Your instructions: Pictures in the records below are skipped; the rest is copied exactly.

═════ Data for review

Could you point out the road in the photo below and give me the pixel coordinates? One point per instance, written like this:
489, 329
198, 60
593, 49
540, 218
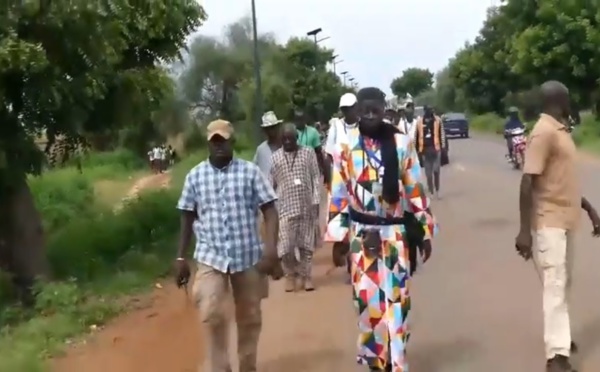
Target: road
476, 305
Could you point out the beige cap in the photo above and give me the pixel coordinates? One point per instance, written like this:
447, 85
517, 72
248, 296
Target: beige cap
220, 127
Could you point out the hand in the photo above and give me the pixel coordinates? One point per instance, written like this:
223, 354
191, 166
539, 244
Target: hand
595, 224
425, 249
182, 273
315, 210
523, 244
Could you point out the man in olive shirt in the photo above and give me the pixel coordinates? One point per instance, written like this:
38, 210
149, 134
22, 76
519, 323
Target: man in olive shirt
550, 204
309, 137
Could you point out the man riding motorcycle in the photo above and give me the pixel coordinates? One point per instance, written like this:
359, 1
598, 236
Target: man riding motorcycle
512, 124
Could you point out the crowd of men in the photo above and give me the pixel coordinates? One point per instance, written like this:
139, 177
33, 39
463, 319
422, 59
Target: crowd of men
160, 157
379, 214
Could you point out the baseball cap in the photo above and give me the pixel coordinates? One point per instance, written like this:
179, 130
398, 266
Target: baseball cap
220, 127
347, 100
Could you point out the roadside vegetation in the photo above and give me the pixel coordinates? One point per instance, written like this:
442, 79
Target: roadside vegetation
74, 141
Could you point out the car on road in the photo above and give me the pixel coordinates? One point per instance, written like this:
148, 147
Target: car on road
456, 124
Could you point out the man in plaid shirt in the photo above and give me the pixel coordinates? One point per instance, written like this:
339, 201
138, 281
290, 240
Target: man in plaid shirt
219, 203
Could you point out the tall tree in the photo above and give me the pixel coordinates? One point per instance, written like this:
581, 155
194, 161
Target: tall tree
413, 81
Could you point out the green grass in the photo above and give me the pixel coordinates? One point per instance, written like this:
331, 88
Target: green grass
99, 259
586, 135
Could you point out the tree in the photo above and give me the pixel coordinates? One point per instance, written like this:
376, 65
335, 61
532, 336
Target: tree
413, 81
524, 43
69, 70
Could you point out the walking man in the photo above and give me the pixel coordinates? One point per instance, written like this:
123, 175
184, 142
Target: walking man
295, 176
264, 152
309, 137
408, 121
377, 204
550, 201
430, 139
224, 194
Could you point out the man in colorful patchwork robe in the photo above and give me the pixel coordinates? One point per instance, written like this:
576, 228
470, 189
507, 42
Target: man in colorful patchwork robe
376, 228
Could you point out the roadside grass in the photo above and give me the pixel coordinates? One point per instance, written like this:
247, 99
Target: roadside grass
586, 135
99, 261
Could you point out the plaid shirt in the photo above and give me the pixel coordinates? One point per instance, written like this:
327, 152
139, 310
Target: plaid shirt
226, 202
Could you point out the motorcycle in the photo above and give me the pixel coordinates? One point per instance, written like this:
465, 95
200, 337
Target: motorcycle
519, 142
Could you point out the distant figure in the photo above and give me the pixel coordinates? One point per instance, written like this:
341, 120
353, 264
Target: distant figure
550, 205
296, 180
224, 194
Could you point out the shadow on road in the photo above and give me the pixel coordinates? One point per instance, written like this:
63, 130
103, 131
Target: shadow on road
303, 361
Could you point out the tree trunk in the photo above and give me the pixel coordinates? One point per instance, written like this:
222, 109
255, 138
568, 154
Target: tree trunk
22, 243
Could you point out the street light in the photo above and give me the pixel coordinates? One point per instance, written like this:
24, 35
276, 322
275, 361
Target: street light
257, 77
335, 63
344, 73
313, 33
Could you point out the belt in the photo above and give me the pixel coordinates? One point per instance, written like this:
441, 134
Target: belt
369, 219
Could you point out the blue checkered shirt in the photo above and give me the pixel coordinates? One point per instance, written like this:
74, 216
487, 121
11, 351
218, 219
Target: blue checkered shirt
226, 202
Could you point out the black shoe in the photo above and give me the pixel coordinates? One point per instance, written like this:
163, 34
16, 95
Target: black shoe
559, 363
574, 347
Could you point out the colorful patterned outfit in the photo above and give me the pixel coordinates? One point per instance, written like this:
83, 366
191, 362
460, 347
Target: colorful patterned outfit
381, 281
295, 176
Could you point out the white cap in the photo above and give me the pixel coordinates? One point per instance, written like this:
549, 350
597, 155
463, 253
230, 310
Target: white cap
348, 100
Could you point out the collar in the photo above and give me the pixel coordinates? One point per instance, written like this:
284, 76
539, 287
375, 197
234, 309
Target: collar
232, 162
555, 123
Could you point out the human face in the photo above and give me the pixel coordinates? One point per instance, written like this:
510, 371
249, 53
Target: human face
349, 113
274, 132
220, 148
371, 112
289, 140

══════════

Completed task:
Could you point out the road in the photo below and give me the pixel coordinates? One point per instance, written like this:
489, 329
198, 60
593, 49
540, 218
Target: road
476, 305
Could you point out the beige cap in the photo above and give me the pixel coordinates? One point per instance, written like this:
447, 85
517, 72
248, 296
Target: beige cap
220, 127
Could you point out the hand in the photo above and give me the pixel coordinates? One point per instance, written like this:
223, 354
191, 166
539, 244
Target: hand
595, 224
425, 249
182, 273
315, 210
523, 244
Could you point out the man in olive shirt in the photo above and give me the pixel coordinates? One point per instance, written like this:
38, 210
149, 134
22, 76
519, 323
Target: man in olive shirt
550, 204
309, 137
Could you point out the man riding motorcycle in the photo above and give me the pixel coordinates? One point per instance, written like this:
359, 1
598, 236
Target: man riding motorcycle
512, 124
Could you point out the crowd of men in the photo above and give me the pixel coordinates? One point per instance, written like this:
139, 177
33, 39
463, 319
422, 59
Target: crowd of men
160, 157
379, 214
Could you point out the baseball cap in the photo above and give me the pixel coordinates? One point per instance, written like this:
179, 130
398, 266
Target: baseball cap
220, 127
347, 100
Could you point out the roadside vegetation in the photo above and give me the pixel coordinates? One point per instance, written like this:
442, 79
Target: roadside vegetation
74, 141
Could you point out the car on road in the photo above and give me the pixel coordinates? One point per instance, written like this:
148, 147
Target: car on road
456, 124
Could you point out the man in plaid shirt in the photo above and give me the pixel coordinates? One point per instance, written like this:
339, 201
138, 281
290, 240
Target: man in plaid shirt
219, 203
Could you point out the tall tree in the photo above and give me the pixel coordinates? One point per instance, written like this:
581, 155
194, 161
Target: tall tree
413, 81
Could you point out the green grass in the photo above and give me the pixel coordinates? One point per instance, written like this:
331, 88
Target: green grass
99, 259
586, 135
Could you point out the tree in the photo above and give me the pixel coordinates? One point per instance, written like this:
376, 65
335, 61
532, 336
Target: tree
413, 81
524, 43
69, 70
Could you point out the walking man in the photo above and give me the pixel coordinates? One point per instance, written like this:
123, 175
184, 142
Target: walking man
295, 176
264, 152
309, 137
408, 121
377, 204
550, 201
430, 139
224, 194
Could you point out the man in colorful patchwork robe in the photo above and give me the pixel coordinates? One point per instance, written like this:
576, 228
470, 189
507, 42
Target: man in colorful patchwork robe
376, 228
Could you point out the roadside grass in the photo above and give me the pixel coordinates? One point per instance, written like this:
247, 99
Target: roadside grass
586, 135
99, 261
Could you point out the plaid shirt in the photo above and give me the pixel coordinates? One point per instance, written like this:
327, 152
139, 310
Target: plaid shirt
226, 202
Could you point out the motorcycle in the photo above and give me the pixel coordinates? One point per instance, written like this:
465, 95
200, 337
Target: motorcycle
519, 142
Could you point out the distant figure in the photo above and give me the pixel coordinates? One point per instance, written like this:
341, 120
353, 264
Target: distant figure
550, 205
296, 180
224, 194
Could you point out the shadow on road in the photo above and give me the pixel coordinates? One point per instance, written like this:
63, 130
103, 131
Target: shadow on road
303, 361
Could you point out the tree trunk in the photo above and give me the pixel coordinates? One point per instance, written like this:
222, 109
255, 138
568, 154
Target: tree trunk
22, 243
Could you point out the street light in the photo above and give me the pixel coordinates? One point per instance, written like this:
24, 35
276, 322
275, 361
Target: street light
257, 77
335, 63
344, 73
313, 33
Could you point out the belt in the photo above and give me the pixel coordinates? One point per instance, written like this:
441, 134
Target: belt
369, 219
Could you point out the blue checkered shirt in the photo above and give me the pixel coordinates? One point per instance, written like this:
74, 216
487, 121
11, 351
218, 219
Target: blue checkered shirt
226, 202
Could you point out the black shoe in the photo above and give me the pixel coordinates? One point per instance, written like this:
163, 34
16, 95
Target: black shoe
559, 363
574, 347
Could you point out the colorful patterned outfit in the photo above and give me the pixel coordinates? One point per instance, written like this:
83, 366
191, 362
460, 347
Target: colorful patterned outfit
381, 281
295, 176
Could you point out the white cap in the photo above and give me the pixel coordinates? One point per instance, written like this:
549, 350
597, 155
463, 253
230, 310
Target: white cap
348, 100
Could you point out the collar in the photo above and give me the pixel coordinates? One point per instance, written like this:
284, 76
539, 287
375, 197
234, 309
Target: collar
232, 162
555, 123
Could you point out the human face in the photo above and give me the pixel coordinates? One point per instance, written like this:
510, 371
249, 53
Target: human face
349, 113
274, 132
220, 148
371, 112
289, 140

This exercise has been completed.